> Dataset records
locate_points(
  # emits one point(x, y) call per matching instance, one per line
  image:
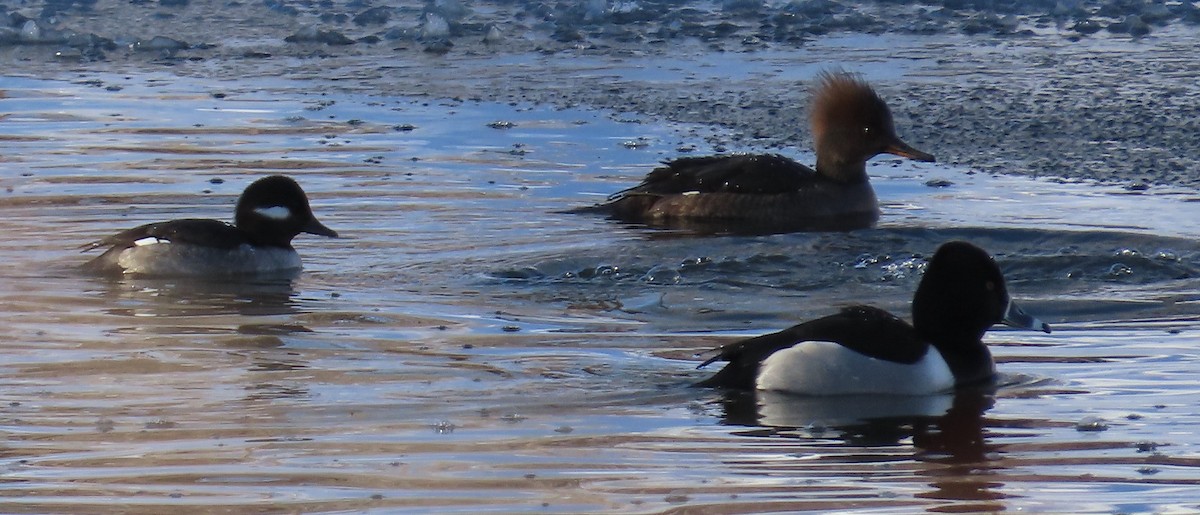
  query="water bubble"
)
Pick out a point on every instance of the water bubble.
--
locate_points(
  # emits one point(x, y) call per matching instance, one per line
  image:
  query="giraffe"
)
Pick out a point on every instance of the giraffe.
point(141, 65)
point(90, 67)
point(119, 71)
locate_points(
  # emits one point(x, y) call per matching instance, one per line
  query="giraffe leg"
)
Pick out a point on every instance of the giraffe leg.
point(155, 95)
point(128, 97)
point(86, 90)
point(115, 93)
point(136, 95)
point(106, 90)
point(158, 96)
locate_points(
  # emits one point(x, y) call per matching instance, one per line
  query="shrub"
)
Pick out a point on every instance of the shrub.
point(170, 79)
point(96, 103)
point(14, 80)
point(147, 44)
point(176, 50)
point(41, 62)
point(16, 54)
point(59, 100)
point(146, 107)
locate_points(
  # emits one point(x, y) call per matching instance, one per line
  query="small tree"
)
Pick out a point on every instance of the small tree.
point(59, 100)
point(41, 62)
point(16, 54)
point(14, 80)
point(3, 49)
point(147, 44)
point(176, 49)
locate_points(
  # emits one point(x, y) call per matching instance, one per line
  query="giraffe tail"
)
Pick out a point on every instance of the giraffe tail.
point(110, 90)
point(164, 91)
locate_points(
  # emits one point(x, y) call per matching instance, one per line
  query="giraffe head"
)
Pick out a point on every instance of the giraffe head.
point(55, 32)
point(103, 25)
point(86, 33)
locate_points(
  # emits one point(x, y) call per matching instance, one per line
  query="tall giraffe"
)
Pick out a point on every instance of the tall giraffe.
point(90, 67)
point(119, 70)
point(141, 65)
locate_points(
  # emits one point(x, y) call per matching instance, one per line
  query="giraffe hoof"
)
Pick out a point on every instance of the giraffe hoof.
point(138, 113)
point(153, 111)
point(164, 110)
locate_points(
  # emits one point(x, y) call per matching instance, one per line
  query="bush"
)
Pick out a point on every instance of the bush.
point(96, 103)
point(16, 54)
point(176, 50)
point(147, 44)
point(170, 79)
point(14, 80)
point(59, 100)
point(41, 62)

> Goal
Count the lines in the items above that contain the word "hoof", and reply with the number only.

> Solution to this exercise
2